THE TASK ▸ Quote the forum post about deleting a database record with a modal word for word, in full.
* Start SELECTED PASSAGE *
Solved

delete database record with modal

Posted on 2016-11-18
21
160 Views
Last Modified: 2016-11-20
I am trying to use a sweet alert popup with an ajax/jquery/php delete record. At this point when I click on the icon the sweet alert pops up but when I click delete, the record is not actually deleted and the row does not fade out. So, what I want to happen is that I click delete, the record deletes and the row fades out. I am not getting any errors in the console. Here is the jQuery:

$(document).ready(function () {
			$(".pe-7s-trash").click(function(e) {
				e.preventDefault();
				 var pid = $(this).attr('data-id');
				var parent = $(this).parent("td").parent("tr");
				
				swal({
					title: "Are you sure?",
					text: "You are about to delete this record!",
					type: "warning",
					showCancelButton: true,
					confirmButtonColor: "#DD6B55",
					confirmButtonText: "Yes, delete it!",
					cancelButtonText: "No, cancel!",
					closeOnConfirm: false,
					closeOnCancel: false
				},
					 
					 function(isConfirm){
					if (isConfirm) {
						

					$.ajax({    
					type: 'POST',
					url: 'deletecat.php',
					data: 'delete='+pid    
					})
* End SELECTED PASSAGE *
* Start RAW DATA *
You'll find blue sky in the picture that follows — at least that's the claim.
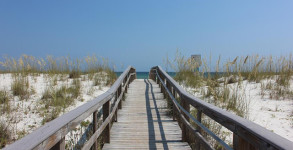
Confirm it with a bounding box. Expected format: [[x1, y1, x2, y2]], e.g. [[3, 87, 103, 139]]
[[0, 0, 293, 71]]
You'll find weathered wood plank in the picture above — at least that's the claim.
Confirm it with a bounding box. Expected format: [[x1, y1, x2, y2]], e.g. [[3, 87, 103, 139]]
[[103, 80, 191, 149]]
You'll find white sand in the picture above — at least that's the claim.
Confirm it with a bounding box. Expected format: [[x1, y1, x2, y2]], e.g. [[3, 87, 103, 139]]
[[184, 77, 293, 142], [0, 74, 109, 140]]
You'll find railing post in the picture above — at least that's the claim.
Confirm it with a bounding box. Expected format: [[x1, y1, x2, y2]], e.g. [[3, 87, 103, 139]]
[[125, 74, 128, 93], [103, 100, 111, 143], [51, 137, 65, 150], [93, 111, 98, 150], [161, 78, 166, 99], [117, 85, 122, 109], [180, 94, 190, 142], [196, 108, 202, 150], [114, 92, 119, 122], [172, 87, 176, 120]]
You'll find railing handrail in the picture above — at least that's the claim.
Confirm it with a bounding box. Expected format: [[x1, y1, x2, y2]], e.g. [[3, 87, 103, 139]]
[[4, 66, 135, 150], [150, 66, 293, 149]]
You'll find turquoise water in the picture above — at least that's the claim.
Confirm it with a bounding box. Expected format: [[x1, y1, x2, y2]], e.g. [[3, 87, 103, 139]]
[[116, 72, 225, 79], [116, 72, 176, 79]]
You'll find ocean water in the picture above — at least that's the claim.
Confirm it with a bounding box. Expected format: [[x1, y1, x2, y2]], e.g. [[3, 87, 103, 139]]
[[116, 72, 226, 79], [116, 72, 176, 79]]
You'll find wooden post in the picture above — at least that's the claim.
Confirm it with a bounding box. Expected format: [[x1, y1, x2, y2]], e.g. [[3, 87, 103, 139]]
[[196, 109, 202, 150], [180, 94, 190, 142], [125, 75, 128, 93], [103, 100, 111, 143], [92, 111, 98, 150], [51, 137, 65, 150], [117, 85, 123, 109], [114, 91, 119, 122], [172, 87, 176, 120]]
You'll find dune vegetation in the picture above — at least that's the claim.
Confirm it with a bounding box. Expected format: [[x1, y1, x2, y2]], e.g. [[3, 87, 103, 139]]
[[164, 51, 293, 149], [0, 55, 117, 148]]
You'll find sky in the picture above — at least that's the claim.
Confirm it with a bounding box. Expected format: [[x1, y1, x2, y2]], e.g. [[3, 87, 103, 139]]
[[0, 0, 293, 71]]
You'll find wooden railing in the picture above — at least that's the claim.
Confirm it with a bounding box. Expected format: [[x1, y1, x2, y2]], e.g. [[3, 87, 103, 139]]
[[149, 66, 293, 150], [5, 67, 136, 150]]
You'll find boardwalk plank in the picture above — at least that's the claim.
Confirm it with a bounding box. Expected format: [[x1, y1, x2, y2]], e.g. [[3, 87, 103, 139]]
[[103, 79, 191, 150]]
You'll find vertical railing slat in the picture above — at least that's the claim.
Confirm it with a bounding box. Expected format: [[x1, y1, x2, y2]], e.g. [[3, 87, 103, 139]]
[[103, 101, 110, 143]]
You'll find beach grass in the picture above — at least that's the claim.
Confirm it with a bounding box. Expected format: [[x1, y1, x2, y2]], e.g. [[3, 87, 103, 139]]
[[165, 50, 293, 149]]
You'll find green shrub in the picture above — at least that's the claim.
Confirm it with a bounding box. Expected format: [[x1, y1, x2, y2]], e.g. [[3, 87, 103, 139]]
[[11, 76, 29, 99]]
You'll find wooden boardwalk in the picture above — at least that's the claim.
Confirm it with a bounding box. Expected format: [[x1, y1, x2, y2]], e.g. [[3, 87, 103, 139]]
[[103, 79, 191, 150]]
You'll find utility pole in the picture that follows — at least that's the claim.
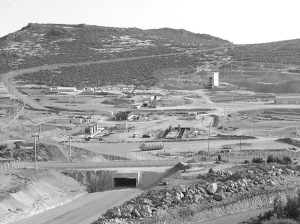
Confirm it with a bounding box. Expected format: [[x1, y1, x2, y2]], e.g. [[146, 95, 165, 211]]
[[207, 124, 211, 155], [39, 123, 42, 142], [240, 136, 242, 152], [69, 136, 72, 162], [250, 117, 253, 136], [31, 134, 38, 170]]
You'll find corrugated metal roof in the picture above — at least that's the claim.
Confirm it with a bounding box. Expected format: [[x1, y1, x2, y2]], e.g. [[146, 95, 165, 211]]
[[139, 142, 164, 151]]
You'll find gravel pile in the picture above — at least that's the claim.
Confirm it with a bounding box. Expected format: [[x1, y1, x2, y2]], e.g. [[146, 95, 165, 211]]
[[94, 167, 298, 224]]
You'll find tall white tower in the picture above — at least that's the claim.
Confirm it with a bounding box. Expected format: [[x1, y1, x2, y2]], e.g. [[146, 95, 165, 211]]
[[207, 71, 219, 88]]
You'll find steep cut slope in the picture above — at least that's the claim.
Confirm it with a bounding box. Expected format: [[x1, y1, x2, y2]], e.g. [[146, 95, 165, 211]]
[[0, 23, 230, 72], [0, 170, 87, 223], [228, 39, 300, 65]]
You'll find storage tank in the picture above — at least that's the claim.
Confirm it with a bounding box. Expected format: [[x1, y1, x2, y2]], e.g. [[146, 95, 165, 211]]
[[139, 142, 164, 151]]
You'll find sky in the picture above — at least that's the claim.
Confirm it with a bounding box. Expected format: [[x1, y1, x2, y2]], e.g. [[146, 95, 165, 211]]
* End RAW DATA *
FULL RESPONSE ▸
Solved

delete database record with modal

Posted on 2016-11-18
21
160 Views
Last Modified: 2016-11-20
I am trying to use a sweet alert popup with an ajax/jquery/php delete record. At this point when I click on the icon the sweet alert pops up but when I click delete, the record is not actually deleted and the row does not fade out. So, what I want to happen is that I click delete, the record deletes and the row fades out. I am not getting any errors in the console. Here is the jQuery:

$(document).ready(function () {
			$(".pe-7s-trash").click(function(e) {
				e.preventDefault();
				 var pid = $(this).attr('data-id');
				var parent = $(this).parent("td").parent("tr");
				
				swal({
					title: "Are you sure?",
					text: "You are about to delete this record!",
					type: "warning",
					showCancelButton: true,
					confirmButtonColor: "#DD6B55",
					confirmButtonText: "Yes, delete it!",
					cancelButtonText: "No, cancel!",
					closeOnConfirm: false,
					closeOnCancel: false
				},
					 
					 function(isConfirm){
					if (isConfirm) {
						

					$.ajax({    
					type: 'POST',
					url: 'deletecat.php',
					data: 'delete='+pid    
					})